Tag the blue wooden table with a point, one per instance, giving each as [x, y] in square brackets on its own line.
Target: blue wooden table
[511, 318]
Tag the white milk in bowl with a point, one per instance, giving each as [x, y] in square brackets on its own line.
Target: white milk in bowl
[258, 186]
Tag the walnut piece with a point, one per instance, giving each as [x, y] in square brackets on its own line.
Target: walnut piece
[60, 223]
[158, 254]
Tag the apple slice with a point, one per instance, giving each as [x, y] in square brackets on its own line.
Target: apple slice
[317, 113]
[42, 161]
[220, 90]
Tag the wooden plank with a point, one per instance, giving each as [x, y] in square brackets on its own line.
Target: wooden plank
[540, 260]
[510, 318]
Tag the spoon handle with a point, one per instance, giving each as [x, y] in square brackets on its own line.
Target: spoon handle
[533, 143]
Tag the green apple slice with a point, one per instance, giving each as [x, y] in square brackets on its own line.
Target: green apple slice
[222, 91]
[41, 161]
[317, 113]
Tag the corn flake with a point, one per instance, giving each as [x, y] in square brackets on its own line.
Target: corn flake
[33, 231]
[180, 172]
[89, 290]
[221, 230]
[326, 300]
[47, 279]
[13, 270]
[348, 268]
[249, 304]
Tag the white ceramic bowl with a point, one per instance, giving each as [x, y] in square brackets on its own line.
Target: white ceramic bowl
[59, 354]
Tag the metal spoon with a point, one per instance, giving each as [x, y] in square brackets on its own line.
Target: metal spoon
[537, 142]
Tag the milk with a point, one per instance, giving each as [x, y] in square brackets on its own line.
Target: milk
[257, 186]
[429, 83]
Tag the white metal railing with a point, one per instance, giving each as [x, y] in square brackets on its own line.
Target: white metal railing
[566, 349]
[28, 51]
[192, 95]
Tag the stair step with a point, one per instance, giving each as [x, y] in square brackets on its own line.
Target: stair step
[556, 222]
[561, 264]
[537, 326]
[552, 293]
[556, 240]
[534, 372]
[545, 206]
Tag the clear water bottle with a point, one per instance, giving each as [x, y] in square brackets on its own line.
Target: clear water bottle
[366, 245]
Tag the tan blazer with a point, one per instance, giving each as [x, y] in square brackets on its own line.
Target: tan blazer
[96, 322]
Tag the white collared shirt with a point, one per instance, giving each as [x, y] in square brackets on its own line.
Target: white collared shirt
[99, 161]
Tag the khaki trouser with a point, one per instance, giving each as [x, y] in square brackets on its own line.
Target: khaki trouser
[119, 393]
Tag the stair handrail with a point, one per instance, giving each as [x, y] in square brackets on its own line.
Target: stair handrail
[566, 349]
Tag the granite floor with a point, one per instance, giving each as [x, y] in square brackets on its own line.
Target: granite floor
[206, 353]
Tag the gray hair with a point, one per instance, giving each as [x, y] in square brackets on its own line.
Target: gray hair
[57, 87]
------------------------------------------------
Description of the task –
Repeat exactly, and only, the lines from the line with "Tag the clear" through the end of the listing above, both ends included.

Result –
Tag the clear water bottle with a point, one per instance, giving each as [x, y] in square brackets on its own line.
Target: clear water bottle
[366, 245]
Tag the tan blazer with a point, one per instance, giving each as [x, y] in square brackets on its own line.
Target: tan blazer
[96, 322]
Tag the white collared shirt with a point, one per instance, giving each as [x, y] in square brackets on its own line.
Target: white collared shirt
[99, 161]
Tag the khaki trouser with a point, one per instance, giving each as [x, y] in square brackets on its own line.
Target: khaki trouser
[119, 393]
Tag the stair handrail with a point, one per instance, giving each as [x, y] in square brackets on its own line.
Target: stair handrail
[566, 349]
Tag the granite floor with a point, one per instance, giving each as [x, y] in square brackets on its own line.
Target: granite floor
[206, 353]
Tag the gray hair with a point, one per instance, giving each as [x, y] in square brackets on its own line.
Target: gray hair
[57, 87]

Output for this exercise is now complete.